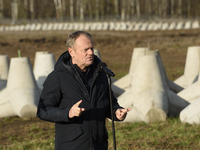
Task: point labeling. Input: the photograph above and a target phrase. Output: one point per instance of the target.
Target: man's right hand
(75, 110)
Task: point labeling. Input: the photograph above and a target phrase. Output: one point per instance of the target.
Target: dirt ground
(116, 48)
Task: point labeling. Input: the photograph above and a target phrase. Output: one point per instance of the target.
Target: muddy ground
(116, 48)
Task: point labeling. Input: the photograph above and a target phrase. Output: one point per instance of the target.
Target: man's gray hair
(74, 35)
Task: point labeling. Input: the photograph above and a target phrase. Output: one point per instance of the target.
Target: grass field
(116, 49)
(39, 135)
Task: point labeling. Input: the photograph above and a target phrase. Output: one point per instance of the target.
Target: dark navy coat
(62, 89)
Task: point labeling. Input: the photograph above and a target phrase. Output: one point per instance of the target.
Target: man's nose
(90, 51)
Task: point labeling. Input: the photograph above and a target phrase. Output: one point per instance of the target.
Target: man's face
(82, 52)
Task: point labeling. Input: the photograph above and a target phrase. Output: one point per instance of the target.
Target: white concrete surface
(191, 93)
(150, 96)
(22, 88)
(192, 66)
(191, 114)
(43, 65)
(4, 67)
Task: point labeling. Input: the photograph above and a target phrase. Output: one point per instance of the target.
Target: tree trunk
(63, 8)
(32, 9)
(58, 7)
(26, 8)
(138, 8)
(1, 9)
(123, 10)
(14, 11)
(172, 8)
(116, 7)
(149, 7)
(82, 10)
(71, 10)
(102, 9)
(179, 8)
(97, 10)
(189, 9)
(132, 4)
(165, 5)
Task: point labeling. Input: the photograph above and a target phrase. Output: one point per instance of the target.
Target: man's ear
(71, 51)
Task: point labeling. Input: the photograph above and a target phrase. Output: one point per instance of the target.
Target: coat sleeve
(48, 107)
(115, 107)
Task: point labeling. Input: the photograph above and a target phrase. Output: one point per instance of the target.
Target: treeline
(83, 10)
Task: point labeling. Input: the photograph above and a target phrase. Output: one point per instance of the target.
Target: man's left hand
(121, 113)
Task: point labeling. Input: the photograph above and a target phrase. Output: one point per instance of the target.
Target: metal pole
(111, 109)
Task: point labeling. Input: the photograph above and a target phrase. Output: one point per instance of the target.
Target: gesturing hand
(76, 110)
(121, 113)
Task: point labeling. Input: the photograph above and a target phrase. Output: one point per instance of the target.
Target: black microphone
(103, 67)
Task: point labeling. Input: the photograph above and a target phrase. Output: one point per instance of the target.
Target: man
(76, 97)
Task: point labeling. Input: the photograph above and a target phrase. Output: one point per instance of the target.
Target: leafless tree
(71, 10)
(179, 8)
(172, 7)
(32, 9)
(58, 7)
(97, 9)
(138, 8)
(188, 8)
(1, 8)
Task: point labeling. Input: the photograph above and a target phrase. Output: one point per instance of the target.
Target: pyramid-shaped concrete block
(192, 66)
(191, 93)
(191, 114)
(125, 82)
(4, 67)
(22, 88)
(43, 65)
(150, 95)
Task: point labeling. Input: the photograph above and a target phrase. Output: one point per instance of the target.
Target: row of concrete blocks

* * *

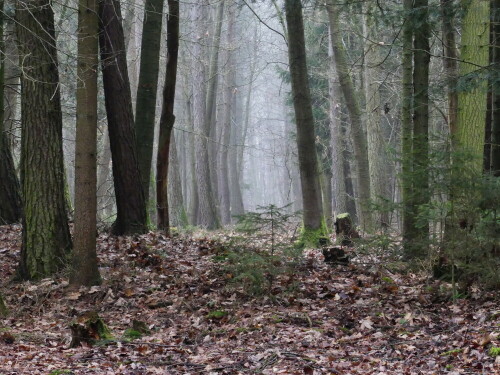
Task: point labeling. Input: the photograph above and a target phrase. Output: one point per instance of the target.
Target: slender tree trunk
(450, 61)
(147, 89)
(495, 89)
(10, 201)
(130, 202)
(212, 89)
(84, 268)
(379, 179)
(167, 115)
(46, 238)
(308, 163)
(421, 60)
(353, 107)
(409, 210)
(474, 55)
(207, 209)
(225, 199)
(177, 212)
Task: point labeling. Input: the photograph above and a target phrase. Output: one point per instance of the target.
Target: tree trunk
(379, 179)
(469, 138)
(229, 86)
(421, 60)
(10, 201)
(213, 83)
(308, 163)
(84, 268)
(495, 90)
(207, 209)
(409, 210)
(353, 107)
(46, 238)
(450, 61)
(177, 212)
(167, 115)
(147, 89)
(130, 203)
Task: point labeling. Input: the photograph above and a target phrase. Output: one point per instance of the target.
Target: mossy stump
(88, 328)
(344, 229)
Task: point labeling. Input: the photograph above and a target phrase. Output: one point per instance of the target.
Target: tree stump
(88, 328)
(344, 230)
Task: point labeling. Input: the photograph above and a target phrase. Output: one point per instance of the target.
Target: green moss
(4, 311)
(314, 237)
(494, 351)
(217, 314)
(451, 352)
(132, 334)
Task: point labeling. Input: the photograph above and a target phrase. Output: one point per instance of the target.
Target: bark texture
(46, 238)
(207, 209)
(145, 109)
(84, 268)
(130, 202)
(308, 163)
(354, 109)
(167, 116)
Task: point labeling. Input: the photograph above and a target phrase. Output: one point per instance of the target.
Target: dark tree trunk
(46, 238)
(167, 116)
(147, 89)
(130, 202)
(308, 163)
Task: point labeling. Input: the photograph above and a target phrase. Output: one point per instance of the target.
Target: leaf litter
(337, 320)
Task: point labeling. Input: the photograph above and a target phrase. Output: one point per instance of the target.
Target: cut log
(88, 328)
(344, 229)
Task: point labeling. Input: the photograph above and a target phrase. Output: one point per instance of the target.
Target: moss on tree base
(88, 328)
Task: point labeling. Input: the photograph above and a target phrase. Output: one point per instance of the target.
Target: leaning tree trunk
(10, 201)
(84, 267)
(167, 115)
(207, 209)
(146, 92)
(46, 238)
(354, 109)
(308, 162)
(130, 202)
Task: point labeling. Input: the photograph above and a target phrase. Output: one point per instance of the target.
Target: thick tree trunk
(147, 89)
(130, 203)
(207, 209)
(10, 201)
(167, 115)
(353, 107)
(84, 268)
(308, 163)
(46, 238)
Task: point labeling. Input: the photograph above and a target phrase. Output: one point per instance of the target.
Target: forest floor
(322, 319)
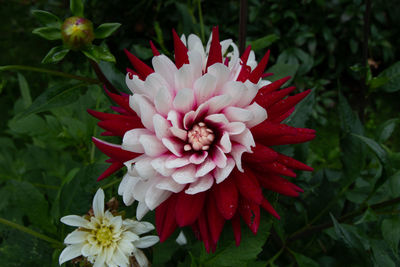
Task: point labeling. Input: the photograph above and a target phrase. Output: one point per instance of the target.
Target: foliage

* * *

** WHAT YOU ARE ASKED TO DO **
Range to copy from the listing above: the line containing "Target: thick tree trunk" down to the line containing "Target: foliage", both included. Reproduce it exactly, minus the pictures, and add nothing.

** REPLY TO THE TASK **
Target: thick tree trunk
(147, 89)
(130, 203)
(207, 209)
(10, 201)
(167, 115)
(353, 107)
(84, 268)
(308, 163)
(46, 238)
Task: point labeling. Input: the photograph above and a target phrase. Output: one point per instance of the target.
Target: forest floor
(322, 319)
Task: point labeling. Input: the photograph above and a target phrase. Output: one point per instance of the target.
Target: foliage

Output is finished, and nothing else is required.